_JOB:_ Can you copy every line of the listing below, character for character?
# Start of DATA FOR PROCESSING
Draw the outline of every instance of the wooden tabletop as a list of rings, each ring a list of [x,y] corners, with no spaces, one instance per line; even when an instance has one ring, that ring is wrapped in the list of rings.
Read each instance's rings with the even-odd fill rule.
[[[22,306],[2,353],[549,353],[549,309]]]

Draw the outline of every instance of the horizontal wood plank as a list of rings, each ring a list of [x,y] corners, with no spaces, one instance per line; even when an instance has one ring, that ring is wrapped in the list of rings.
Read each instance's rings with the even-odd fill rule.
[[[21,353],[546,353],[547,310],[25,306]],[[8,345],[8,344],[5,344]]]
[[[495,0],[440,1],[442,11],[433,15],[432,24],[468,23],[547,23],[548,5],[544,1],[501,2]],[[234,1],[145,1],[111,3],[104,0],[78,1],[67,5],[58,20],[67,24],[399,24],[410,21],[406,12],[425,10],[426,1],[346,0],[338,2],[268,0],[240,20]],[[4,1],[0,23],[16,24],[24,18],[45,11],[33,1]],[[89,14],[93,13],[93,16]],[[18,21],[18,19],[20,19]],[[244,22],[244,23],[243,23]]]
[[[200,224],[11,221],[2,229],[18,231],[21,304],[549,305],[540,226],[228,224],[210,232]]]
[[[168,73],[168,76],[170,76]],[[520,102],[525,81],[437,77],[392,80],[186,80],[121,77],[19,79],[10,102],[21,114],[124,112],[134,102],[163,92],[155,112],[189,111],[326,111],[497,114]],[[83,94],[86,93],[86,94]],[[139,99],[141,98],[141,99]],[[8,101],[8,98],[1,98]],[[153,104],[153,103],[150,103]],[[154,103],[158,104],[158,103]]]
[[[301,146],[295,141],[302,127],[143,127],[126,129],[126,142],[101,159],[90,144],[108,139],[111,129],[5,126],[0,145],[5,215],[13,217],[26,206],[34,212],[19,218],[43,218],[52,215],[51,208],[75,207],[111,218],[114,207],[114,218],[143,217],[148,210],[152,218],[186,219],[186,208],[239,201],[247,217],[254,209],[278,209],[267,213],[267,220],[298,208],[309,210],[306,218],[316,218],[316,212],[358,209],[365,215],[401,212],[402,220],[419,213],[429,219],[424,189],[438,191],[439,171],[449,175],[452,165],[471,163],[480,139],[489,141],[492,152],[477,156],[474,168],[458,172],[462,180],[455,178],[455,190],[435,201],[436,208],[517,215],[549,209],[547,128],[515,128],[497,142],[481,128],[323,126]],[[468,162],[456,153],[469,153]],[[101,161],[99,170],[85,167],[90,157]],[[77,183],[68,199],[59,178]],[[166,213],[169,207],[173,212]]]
# End of DATA FOR PROCESSING
_SOLUTION BELOW:_
Draw the outline of every instance of the wooden tabletop as a list of rings, each ring a list of [x,y] corners, with no spaces, one instance per line; even when an instance has one ring, that ring is wrapped in the list of rings.
Read each instance's rings with the even-odd fill rule.
[[[22,306],[2,353],[549,353],[549,309]]]

Draw the outline of every instance of the horizontal wood plank as a list of rings, each ring a list of [x,y] corners, with no spaces, one instance per line; even when an instance has one ring, that ring is wrapped in the list of rings.
Read each instance's rings with the even-odd fill rule.
[[[21,353],[546,353],[547,310],[25,306]],[[8,345],[8,344],[5,344]]]
[[[495,0],[440,1],[442,11],[433,15],[432,24],[468,23],[547,23],[548,5],[544,1],[501,2]],[[234,1],[145,1],[111,3],[104,0],[78,1],[67,5],[58,20],[67,24],[399,24],[410,21],[406,12],[425,10],[426,1],[346,0],[338,2],[268,0],[240,20]],[[4,1],[0,23],[16,24],[24,18],[45,11],[33,1]],[[89,14],[93,13],[93,16]],[[18,21],[18,19],[20,19]],[[244,22],[244,23],[243,23]]]
[[[200,224],[11,221],[2,229],[18,231],[21,304],[549,305],[540,226],[228,224],[210,232]]]
[[[168,73],[168,76],[170,76]],[[520,102],[525,81],[437,77],[392,80],[186,80],[121,77],[19,79],[10,102],[21,114],[124,112],[134,102],[163,92],[155,112],[189,111],[326,111],[497,114]],[[83,94],[86,93],[86,94]],[[139,99],[141,98],[141,99]],[[8,101],[8,98],[1,98]],[[153,104],[153,103],[150,103]],[[154,103],[158,104],[158,103]]]
[[[301,146],[295,141],[302,127],[143,127],[126,129],[126,142],[101,159],[90,144],[108,139],[111,129],[5,126],[0,145],[5,215],[13,217],[26,206],[34,212],[19,218],[43,218],[52,215],[51,208],[75,207],[111,218],[114,207],[114,218],[143,217],[148,210],[152,218],[186,219],[186,208],[239,201],[247,217],[254,209],[278,209],[267,213],[267,220],[298,208],[309,210],[306,218],[316,218],[316,212],[358,209],[365,215],[401,212],[402,220],[419,213],[429,219],[424,189],[438,191],[439,171],[449,175],[452,165],[471,163],[480,139],[489,141],[492,152],[477,156],[474,168],[458,172],[462,180],[455,178],[455,190],[435,201],[436,208],[517,215],[549,209],[547,128],[515,128],[497,142],[481,128],[323,126]],[[468,162],[456,153],[469,153]],[[101,161],[99,170],[85,167],[90,157]],[[77,183],[68,199],[59,178]],[[166,213],[169,207],[173,212]]]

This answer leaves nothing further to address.